For traditional Mac developers, Armageddon comes tomorrow

For traditional Mac developers, Armageddon comes tomorrow

Summary: Expect to see Mac software prices dropping by 90-95% within a month. Hang on!


The Mac software market is about as old-school as you get. Developers have been creating, shipping, and selling products through traditional channels and at traditional price points for decades.

Heck, I ran a Mac software company back in the 1980s and 1990s, and although we sold products mostly in boxes, rather than on the Internet, our prices back then weren't much different than the price points we see today.

Or, more precisely, we've seen until today (and then it all changes).

A quick look at even the clearance items on MacConnection's Web site shows products ranging from in from $35-$70, in the mid-hundreds, and even higher.

Mac software has historically been priced on a parity with other desktop software. That means small products are about $20. Utilities run in the $50-60 range. Games in the $50 range. Productivity packages and creative tools in the hundreds, and specialty software -- well, the sky's the limit.

Tomorrow, the sky will fall. Tomorrow, the iOS developers move in and the traditional Mac developers better stick their heads between their legs and kiss those price points goodbye.

iOS developers are not like Mac developers.

Sure, the development environment is largely the same, but what I'm talking about is their business model. iOS developers are Huns, compared to the Mac developers, which are -- essentially -- Romans awaiting a thorough sacking.

Okay, so medieval history isn't your thing? Let's try this. iOS developers are The Flood. They will annihilate everything in their path, and what's in their path, starting tomorrow, are all the developers who've made a living off Mac software since the 1980s.

→ **Required tasks**
a – Return the passage of the Mac software article from "A quick look" to "like Mac developers." word for word.
b – Answer these questions using the Mac software article:
(i) By what percentage does the summary expect Mac software prices to drop, and within what period?
(ii) In which decades did the author run a Mac software company?
(iii) What price range does the article give for utilities?
c – Rewrite the paragraph of the Mac software article beginning "Mac software has historically been priced" as a short list that keeps its main facts.
The data that comes next is separate from the Mac software article.

→ **Provided data**

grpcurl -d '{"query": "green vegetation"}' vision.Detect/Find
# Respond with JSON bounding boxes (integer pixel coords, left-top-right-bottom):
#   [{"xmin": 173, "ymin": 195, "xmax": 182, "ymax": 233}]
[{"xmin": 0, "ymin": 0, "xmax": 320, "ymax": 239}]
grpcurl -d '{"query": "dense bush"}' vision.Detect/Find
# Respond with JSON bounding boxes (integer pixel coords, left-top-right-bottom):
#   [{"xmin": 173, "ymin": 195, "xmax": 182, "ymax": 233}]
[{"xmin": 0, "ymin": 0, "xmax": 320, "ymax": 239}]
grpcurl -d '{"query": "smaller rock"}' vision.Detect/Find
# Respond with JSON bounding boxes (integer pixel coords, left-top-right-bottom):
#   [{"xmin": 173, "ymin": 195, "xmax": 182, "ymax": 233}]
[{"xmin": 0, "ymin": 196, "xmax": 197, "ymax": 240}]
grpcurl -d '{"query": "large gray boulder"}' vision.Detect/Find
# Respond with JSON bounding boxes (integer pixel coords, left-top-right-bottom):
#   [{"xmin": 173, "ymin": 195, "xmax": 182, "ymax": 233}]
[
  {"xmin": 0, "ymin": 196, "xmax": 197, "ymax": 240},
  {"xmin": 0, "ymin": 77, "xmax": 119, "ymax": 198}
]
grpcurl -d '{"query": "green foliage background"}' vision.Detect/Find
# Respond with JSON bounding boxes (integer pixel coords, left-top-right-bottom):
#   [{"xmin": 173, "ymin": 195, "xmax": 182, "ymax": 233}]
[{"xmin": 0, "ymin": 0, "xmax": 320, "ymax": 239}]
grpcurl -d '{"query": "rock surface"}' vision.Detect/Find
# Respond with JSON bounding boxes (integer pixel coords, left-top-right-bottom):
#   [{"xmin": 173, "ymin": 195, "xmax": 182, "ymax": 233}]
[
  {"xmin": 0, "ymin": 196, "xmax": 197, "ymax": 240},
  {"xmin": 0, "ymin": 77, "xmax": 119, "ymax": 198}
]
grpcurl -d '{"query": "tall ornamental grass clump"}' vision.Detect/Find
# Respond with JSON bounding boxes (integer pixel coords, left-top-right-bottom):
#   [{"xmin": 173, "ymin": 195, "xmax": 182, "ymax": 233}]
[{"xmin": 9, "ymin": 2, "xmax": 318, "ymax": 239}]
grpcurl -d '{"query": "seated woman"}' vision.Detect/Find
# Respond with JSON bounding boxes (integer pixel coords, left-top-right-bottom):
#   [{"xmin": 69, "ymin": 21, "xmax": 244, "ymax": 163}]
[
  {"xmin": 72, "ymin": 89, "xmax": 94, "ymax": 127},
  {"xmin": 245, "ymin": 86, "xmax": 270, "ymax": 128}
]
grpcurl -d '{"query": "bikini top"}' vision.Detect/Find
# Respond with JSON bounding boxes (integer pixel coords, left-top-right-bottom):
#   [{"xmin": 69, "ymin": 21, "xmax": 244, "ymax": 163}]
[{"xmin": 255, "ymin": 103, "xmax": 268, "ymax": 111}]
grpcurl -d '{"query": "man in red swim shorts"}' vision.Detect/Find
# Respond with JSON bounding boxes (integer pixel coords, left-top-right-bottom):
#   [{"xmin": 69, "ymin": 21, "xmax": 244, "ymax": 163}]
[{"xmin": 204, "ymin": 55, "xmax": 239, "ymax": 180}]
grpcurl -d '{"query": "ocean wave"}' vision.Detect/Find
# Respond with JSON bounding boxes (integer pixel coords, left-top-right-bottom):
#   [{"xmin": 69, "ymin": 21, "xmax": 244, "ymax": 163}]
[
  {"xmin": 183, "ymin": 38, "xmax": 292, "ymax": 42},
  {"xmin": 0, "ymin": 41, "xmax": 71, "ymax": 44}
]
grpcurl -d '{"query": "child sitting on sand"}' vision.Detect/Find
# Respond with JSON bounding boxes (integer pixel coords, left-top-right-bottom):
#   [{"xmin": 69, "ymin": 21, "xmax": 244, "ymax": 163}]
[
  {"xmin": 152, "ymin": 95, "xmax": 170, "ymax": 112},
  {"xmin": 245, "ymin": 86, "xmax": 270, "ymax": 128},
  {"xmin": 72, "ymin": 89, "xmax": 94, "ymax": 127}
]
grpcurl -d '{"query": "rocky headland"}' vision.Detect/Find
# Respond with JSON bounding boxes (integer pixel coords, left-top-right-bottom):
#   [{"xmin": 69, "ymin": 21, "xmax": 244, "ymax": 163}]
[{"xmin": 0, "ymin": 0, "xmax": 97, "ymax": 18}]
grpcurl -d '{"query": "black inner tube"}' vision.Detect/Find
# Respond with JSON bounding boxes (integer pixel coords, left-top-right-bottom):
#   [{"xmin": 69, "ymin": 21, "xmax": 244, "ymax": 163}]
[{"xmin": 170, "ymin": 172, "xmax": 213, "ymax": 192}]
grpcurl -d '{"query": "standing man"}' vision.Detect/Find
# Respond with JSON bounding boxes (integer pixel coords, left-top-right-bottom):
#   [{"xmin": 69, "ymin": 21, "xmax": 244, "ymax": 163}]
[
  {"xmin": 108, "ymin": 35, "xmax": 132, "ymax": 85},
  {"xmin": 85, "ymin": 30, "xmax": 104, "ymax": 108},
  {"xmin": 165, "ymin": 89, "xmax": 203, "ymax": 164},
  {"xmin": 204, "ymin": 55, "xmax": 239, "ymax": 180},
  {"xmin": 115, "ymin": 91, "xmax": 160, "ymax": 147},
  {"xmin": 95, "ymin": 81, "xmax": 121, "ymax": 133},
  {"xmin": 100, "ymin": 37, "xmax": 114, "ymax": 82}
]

→ **Worked answers**
a –
A quick look at even the clearance items on MacConnection's Web site shows products ranging from in from $35-$70, in the mid-hundreds, and even higher.

Mac software has historically been priced on a parity with other desktop software. That means small products are about $20. Utilities run in the $50-60 range. Games in the $50 range. Productivity packages and creative tools in the hundreds, and specialty software -- well, the sky's the limit.

Tomorrow, the sky will fall. Tomorrow, the iOS developers move in and the traditional Mac developers better stick their heads between their legs and kiss those price points goodbye.

iOS developers are not like Mac developers.

b –
(i) 90-95%, within a month
(ii) The 1980s and 1990s
(iii) $50-60

c –
Mac software has been priced on par with other desktop software:
- Small products: about $20
- Utilities: $50-60
- Games: about $50
- Productivity packages and creative tools: in the hundreds
- Specialty software: no set upper limit